- **Work task 1**
Print the section of the Indie Channel word games post that starts at "An Oldie But" and ends at "drink some more.".
- **Work task 2**
Answer these questions from the Indie Channel word games post:
(a) What is the payout minimum a developer must reach to receive a check?
(b) Which anagram game does the writer call the most polished and fun?
(c) Where did Word Soup begin its life?
- **Work task 3**
Write the next part of the Indie Channel word games post, picking up after its final sentence.

- **Selected extract**
I enjoyed Hang 'Em High the most, if only for the poorly animated crackshot sequence at the end. The developers of Hang 'Em High and Simply Hangman have each released another game besides hangman. While Hangman Deluxe seems to be that developers only release. This presents us with a problem.

One of the reasons I enjoy the Indie Channel is because of the fact that a good portion of my dollars are funneled into the pockets of the developers. If a developer doesn't sell enough copies to meet the $150 dollar payout minimum, they might never see a check and MS pockets what the gamer was intending to go to the developer. I believe the Indie Channel audience is large enough that most new games released will see a check or two, but we are now over a year into this thing and I am beginning to wonder about the back catalog. And whether or not a significant portion of the eight hundred and thirty six games currently on the service will be generating any monies for their developers after another year, especially when there is sure to be another eight hundred newer games available.

If you are thinking about purchasing a hangman game, you are aren't you? Then I would suggest Hang 'Em High. The developer just released a new game a few days ago. Payout limits are per developer so Hang 'Em High is the best bet that your 80 points will be sent to the developer and not MS.

It's Anagram time!!




What do you know! Three Anagram Games as well :) They all have their faults but I think Words In A Word is the most polished and fun, not to mention actually playable. I reviewed this game awhile back. 

Interestingly, Puzzle was created by the same developer as Simply Hangman. I wonder if there is a secret wordgame project in the works? At any rate, the developers of Words In A Word have four games up on the indie channel so again, if you are looking for an anagram game your best bet is this one.

An Oldie But Goodie!


Word Soup was actually a launch title for the channel, and the novelty factor probably helped the game generate some downloads and sales. I enjoy playing the untimed mode, I play word games to relax most of all. What's interesting about this game is that it began its life as an electronic pub game over in Europe. Arkanoid I can understand but a randomized word search? Maybe the game was a test to see how drunk you were, if you could actually play the game that would mean you need to drink some more.

- **Information provided**

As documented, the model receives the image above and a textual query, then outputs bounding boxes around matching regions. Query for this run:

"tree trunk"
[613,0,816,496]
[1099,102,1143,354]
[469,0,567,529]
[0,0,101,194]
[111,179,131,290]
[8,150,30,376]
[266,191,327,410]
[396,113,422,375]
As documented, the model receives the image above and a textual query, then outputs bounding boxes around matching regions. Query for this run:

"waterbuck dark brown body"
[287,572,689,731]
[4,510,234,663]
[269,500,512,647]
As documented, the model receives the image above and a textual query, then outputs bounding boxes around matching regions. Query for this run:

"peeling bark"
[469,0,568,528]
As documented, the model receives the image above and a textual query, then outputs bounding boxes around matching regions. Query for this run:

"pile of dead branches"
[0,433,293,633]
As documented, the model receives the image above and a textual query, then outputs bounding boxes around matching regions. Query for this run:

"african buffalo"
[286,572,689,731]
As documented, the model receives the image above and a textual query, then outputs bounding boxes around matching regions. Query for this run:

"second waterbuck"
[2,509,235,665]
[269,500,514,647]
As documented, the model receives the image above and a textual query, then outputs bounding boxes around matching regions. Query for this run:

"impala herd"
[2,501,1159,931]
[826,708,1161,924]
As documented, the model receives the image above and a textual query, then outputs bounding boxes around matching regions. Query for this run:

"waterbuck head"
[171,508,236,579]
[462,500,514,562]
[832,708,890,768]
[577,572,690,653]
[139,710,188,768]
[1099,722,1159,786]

==

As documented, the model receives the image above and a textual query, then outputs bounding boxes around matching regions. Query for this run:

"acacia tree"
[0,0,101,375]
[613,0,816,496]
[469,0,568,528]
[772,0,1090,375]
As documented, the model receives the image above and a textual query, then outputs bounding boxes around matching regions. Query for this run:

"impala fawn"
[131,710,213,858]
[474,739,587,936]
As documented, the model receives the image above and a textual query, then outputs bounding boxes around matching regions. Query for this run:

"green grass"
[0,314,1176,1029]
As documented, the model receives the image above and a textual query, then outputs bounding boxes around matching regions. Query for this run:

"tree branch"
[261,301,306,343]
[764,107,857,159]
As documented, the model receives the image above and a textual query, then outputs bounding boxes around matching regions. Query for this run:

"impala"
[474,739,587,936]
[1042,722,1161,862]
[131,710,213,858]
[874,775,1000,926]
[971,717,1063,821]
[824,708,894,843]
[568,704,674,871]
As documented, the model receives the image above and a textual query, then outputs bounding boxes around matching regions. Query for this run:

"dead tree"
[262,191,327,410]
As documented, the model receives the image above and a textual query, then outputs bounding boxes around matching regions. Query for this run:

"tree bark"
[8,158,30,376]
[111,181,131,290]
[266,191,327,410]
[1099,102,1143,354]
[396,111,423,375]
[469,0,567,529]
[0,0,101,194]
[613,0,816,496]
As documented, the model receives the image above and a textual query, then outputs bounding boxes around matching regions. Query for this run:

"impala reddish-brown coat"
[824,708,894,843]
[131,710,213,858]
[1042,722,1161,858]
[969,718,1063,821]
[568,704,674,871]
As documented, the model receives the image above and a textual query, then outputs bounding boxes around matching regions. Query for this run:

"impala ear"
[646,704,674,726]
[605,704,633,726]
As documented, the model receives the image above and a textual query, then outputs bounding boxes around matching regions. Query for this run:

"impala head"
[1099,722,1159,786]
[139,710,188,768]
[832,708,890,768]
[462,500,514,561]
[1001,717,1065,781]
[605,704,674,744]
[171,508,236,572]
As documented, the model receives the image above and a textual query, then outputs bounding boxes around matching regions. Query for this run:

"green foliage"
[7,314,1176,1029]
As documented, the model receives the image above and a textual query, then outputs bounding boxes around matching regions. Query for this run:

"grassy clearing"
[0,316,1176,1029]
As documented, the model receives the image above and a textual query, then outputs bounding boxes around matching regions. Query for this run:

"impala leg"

- **Expected output 1**
An Oldie But Goodie!


Word Soup was actually a launch title for the channel, and the novelty factor probably helped the game generate some downloads and sales. I enjoy playing the untimed mode, I play word games to relax most of all. What's interesting about this game is that it began its life as an electronic pub game over in Europe. Arkanoid I can understand but a randomized word search? Maybe the game was a test to see how drunk you were, if you could actually play the game that would mean you need to drink some more.

- **Expected output 2**
(a) $150
(b) Words In A Word
(c) As an electronic pub game in Europe

- **Expected output 3**
This is the only game the developer has submitted to the indie channel. I checked out their website and sent them an email but haven't heard back from them. I bought this game on day one, I am sure a lot of people did. The audience for the channel has surely grown and you are all word game fans right? and taking the time to look through the entire catalog? Even so I wonder how many sales Word Soup will get this year, it will be interesting to find out, if we ever can.

I forget what to call this one

But I did review it a bit ago. Actually, I think I peer reviewed this game. If I recall correctly one of the only reviewers to actually give the online portion a test. C'est la vie.



The simplest, but also one of my favorite types of word games. Having said that I had some problems with this game. There is just something about small letters on a big screen that just doesn't seem to work. You should download it and then select the 20x20 grid just for a laugh. Do you see that multicolored thing in the lower right corner? It's supposed to control the media player but guess what? That's right, it doesn't.


I appreciate new entrants into the wordgame genre but I thought this game needed some work when it was in playtest and I still think it needs more work today. The dev has posted a flash version of the game here to try, Flash Puzzwords.

Which Brings us to the Genesis of this posting.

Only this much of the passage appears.